WHAT THE TASK REQUIRES: How many lines in the rows below contain the word "ceramic"? Give the number alone.

____

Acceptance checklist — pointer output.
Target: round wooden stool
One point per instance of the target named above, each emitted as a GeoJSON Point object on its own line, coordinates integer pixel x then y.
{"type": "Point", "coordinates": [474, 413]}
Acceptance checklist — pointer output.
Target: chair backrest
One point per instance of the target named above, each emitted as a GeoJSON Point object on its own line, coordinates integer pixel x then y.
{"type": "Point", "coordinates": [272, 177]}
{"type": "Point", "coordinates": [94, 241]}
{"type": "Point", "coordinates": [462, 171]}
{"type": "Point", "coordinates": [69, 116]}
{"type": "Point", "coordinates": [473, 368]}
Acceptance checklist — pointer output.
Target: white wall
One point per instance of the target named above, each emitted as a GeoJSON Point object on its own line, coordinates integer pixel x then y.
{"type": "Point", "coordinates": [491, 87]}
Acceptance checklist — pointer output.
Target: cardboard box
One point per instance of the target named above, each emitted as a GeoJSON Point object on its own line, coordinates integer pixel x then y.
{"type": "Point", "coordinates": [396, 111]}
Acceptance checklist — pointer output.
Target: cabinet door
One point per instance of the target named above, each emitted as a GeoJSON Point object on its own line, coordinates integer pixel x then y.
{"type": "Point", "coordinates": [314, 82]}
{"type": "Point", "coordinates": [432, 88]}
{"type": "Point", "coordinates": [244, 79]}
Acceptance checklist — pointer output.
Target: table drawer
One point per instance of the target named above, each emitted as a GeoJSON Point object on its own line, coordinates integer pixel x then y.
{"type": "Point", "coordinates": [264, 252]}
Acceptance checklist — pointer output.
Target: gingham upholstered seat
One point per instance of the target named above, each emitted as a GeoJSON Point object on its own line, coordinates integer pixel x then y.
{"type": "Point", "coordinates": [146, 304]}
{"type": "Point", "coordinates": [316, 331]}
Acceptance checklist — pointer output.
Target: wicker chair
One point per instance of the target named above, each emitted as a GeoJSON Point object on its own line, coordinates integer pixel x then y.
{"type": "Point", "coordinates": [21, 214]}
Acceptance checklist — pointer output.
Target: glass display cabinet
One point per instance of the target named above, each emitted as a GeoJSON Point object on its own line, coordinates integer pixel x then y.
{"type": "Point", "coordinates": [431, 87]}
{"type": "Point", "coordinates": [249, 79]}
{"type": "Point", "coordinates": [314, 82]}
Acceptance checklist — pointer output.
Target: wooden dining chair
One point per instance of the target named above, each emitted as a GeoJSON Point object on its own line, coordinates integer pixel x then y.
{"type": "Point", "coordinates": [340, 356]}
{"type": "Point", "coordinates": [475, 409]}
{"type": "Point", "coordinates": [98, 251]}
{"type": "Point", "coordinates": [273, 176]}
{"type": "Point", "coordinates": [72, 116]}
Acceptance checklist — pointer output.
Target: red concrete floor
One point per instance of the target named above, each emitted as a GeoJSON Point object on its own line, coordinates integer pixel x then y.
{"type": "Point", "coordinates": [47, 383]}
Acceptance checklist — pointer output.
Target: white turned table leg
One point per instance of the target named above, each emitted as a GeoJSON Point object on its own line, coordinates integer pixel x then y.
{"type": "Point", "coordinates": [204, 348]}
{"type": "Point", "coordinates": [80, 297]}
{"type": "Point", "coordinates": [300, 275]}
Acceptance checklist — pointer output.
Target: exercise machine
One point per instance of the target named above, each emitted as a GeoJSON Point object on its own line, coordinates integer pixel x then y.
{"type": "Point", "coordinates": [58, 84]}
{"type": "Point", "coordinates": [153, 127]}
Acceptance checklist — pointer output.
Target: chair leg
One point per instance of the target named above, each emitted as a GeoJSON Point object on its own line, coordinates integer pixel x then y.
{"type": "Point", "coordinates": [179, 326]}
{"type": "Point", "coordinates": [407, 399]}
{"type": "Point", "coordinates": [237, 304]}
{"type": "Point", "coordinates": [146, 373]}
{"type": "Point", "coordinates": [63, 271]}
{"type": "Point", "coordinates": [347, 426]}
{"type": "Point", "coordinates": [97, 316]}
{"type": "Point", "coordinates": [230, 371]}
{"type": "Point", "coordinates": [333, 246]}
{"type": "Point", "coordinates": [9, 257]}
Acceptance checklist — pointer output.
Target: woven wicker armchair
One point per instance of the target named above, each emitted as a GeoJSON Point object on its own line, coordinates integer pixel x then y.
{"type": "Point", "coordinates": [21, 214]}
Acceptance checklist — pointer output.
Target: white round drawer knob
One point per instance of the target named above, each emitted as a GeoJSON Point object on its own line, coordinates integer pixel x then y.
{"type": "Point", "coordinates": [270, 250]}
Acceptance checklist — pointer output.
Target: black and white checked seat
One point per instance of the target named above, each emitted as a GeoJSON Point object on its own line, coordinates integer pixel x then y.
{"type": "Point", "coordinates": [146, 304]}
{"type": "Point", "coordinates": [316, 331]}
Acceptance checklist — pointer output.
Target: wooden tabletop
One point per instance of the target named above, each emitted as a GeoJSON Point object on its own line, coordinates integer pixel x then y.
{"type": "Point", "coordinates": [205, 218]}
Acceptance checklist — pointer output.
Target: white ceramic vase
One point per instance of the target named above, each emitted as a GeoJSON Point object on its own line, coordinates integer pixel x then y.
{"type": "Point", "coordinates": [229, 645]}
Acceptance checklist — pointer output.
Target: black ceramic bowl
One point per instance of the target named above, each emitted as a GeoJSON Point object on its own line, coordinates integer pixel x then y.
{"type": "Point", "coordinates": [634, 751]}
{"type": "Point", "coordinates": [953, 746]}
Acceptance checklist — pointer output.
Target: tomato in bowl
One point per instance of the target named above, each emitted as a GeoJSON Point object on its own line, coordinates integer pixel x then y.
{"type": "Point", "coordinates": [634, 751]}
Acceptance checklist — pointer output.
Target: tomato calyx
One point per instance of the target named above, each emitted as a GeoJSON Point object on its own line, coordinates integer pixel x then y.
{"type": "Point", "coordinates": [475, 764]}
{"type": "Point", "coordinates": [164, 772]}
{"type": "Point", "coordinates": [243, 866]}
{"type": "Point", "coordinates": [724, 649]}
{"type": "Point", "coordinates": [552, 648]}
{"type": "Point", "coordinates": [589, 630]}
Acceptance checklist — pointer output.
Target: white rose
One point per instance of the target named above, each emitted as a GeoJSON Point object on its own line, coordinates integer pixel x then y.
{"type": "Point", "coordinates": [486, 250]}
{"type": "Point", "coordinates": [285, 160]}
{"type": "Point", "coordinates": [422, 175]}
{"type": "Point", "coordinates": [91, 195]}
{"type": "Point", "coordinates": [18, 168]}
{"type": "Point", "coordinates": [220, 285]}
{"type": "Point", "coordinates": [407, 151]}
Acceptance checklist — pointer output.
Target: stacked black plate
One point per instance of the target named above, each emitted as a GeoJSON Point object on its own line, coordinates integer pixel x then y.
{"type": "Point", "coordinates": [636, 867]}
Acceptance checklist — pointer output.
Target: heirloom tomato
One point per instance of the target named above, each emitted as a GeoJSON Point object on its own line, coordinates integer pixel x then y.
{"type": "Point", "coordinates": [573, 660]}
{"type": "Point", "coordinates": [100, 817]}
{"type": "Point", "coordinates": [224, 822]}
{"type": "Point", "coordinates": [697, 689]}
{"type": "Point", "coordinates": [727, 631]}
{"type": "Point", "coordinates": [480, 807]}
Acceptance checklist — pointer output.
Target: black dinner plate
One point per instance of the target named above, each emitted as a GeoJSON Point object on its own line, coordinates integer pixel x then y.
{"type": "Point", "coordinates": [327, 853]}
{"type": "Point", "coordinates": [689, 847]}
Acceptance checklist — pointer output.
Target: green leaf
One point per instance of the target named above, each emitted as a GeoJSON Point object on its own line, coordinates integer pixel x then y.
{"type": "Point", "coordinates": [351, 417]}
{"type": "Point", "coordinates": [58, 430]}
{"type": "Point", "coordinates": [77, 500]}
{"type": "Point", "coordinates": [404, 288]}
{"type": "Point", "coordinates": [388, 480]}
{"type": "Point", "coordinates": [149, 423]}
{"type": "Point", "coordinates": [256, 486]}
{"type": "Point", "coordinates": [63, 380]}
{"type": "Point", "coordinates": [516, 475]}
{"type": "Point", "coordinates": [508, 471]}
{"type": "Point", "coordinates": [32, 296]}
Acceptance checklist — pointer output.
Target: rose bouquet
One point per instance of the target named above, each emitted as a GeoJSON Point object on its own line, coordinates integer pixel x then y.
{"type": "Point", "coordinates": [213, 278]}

____

PROBLEM SOLUTION: 2